PROBLEM DESCRIPTION:
Copy the stretch of the listing from the line that contains "the sea water." through the line that contains "[[165, 358]]", keeping every line and shifting each x and y coordinate in the answer lists up by 130. Leave all other text in that stretch unchanged.

[Extracted data entries]
--*--

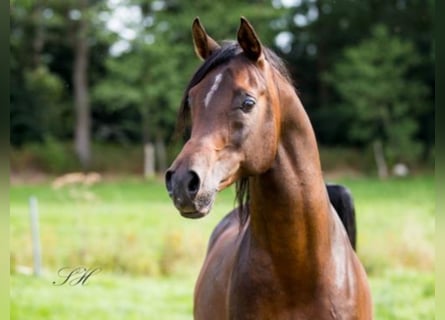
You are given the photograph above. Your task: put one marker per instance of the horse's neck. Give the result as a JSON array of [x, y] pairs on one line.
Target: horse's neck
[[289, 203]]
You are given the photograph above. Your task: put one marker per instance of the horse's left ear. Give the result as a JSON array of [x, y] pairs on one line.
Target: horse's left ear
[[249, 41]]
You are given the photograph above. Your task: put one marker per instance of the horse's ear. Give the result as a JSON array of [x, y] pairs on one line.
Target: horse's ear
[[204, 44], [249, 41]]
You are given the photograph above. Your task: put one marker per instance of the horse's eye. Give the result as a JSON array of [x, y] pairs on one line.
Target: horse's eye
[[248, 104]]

--*--

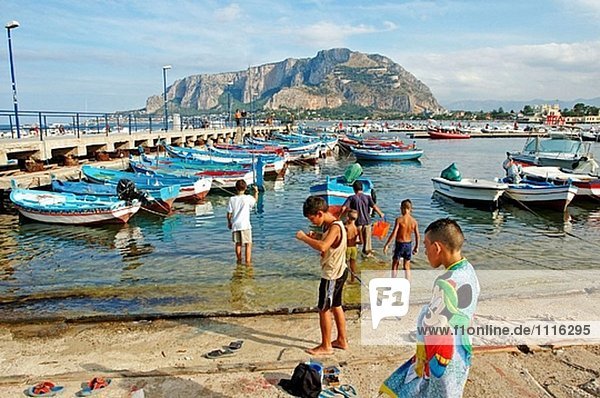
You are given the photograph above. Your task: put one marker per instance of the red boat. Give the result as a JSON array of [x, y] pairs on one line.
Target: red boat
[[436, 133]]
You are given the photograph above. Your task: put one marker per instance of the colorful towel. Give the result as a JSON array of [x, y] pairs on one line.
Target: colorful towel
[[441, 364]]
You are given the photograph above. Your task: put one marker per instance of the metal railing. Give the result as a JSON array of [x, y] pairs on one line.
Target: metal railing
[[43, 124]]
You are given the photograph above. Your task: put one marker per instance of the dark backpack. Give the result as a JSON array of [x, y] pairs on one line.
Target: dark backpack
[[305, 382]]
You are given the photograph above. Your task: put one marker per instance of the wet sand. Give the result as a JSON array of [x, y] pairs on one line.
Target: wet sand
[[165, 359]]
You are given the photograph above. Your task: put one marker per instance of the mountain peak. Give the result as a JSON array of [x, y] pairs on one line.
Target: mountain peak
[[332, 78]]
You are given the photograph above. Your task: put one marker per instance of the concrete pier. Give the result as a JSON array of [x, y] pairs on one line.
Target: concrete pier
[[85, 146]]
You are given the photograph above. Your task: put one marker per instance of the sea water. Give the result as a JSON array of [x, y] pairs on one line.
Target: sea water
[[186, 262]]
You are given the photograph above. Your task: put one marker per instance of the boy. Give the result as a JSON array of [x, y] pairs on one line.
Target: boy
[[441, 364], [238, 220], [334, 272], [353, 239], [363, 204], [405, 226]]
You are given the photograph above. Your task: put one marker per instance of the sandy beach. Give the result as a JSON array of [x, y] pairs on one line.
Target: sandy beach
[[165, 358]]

--*--

REPLY TO THE EXERCISE:
You are given the photograph above. Your task: put one marker per instance of the sea water. Give the result as a JSON array of [x, y] pairs on one line.
Target: sea water
[[316, 392]]
You are given the photograph above. Your task: put one marker per instance of the boy. Give the result as a JSON array of [x, y] pairs on one line.
Target: boy
[[571, 494], [368, 350], [464, 402], [483, 369], [493, 334], [535, 356]]
You are given the photograph above. Your task: put one marker per instance of the sandy beach. Give the result as a JSON array of [x, y] pairs on one line.
Target: sandy beach
[[295, 488]]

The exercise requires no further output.